## Exercise aim
Show every line in the records below that contains the word "building", copying each one in full.

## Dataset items
** Begin **
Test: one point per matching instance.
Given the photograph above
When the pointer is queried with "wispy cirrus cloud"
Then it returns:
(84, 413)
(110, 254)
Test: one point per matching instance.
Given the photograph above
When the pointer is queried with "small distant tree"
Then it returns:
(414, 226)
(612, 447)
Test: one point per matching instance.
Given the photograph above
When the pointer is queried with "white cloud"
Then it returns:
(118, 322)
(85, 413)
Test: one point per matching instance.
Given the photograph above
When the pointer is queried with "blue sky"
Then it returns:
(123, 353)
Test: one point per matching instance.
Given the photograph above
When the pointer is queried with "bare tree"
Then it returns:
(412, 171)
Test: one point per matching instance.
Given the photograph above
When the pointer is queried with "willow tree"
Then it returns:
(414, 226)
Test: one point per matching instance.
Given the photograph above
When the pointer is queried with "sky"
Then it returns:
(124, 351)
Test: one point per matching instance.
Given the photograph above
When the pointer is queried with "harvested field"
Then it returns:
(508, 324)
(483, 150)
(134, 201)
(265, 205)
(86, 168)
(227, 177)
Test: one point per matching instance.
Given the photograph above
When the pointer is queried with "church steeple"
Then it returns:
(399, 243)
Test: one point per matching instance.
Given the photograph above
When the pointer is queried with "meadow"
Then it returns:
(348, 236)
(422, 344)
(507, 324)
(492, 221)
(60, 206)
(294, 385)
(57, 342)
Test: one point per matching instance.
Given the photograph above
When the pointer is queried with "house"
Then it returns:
** End **
** Begin **
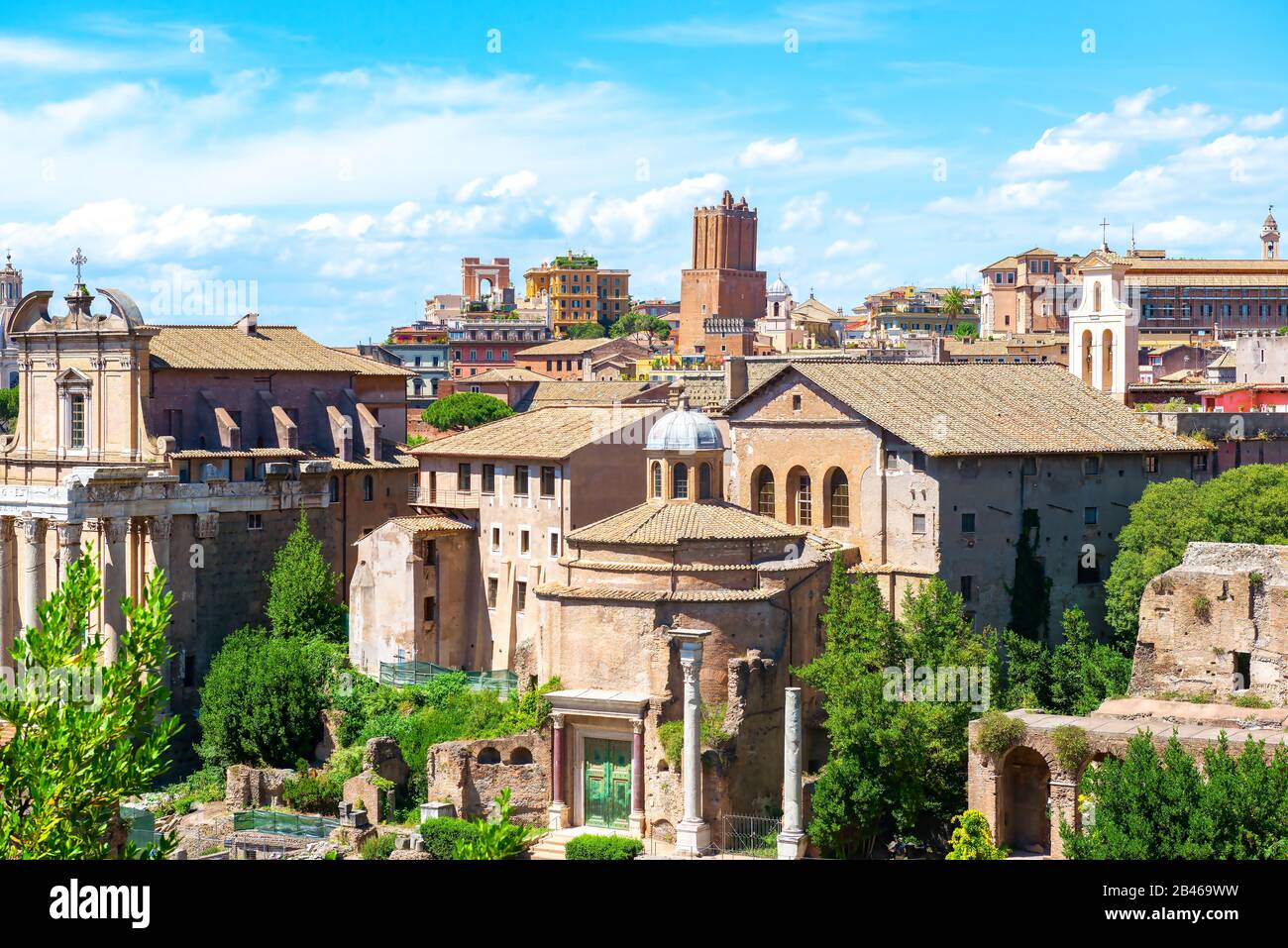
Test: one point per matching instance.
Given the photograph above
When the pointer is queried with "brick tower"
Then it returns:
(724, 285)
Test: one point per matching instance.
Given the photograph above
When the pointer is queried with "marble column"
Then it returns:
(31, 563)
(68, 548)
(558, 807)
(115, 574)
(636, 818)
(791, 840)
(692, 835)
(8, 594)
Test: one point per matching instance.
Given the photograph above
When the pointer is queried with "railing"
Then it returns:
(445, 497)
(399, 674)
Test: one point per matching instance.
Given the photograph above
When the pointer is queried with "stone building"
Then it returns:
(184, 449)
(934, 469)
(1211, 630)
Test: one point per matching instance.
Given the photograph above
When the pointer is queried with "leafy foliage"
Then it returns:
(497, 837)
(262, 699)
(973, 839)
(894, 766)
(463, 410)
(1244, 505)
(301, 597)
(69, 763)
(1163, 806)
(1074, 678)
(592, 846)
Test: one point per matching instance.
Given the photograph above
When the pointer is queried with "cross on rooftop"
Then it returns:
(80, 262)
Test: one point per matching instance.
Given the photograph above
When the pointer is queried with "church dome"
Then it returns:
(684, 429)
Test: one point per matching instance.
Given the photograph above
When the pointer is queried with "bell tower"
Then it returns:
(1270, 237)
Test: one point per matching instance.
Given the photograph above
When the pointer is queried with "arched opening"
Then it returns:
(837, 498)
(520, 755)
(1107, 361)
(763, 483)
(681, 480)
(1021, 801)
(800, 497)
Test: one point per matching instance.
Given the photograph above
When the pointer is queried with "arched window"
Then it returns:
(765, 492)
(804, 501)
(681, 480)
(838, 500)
** End **
** Begin **
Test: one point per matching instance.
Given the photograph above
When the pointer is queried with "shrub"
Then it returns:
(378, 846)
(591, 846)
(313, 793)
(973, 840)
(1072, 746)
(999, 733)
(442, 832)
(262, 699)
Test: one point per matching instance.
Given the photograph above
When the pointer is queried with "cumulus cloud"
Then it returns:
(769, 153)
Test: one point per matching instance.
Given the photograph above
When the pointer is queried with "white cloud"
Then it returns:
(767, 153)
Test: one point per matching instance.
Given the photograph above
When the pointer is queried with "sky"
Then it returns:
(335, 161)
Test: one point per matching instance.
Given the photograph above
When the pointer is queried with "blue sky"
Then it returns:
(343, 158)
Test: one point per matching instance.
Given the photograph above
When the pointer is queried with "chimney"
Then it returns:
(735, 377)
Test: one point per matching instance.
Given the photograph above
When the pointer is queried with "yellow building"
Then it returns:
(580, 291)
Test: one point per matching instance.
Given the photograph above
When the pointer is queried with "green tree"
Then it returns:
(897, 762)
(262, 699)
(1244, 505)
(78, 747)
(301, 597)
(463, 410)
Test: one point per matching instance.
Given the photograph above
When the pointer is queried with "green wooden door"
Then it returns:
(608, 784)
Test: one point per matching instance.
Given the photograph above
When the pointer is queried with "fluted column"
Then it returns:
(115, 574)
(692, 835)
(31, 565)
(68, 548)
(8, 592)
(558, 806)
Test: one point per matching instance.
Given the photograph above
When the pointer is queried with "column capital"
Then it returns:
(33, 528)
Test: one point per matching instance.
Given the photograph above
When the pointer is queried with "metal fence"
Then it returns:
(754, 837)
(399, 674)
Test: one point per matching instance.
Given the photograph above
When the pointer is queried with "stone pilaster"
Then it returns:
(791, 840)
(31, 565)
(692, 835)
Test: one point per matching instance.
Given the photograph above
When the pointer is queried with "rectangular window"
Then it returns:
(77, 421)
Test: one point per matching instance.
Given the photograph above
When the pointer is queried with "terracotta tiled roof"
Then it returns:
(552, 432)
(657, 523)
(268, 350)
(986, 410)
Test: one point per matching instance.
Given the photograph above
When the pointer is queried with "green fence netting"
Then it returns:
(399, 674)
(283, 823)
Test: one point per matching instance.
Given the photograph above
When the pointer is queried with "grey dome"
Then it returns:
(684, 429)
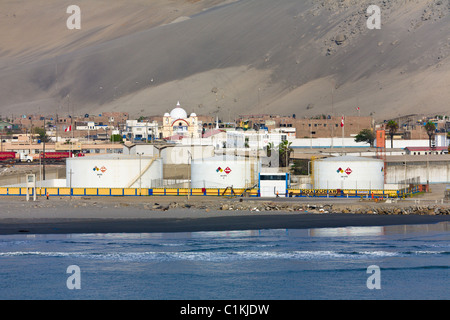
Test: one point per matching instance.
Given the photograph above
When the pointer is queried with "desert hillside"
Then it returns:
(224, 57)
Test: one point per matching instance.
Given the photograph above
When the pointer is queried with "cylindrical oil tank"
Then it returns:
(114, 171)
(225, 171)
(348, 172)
** End **
## Output of the exercise
When the pointer is queried with "stone building"
When the pointer is queried with "yellow building"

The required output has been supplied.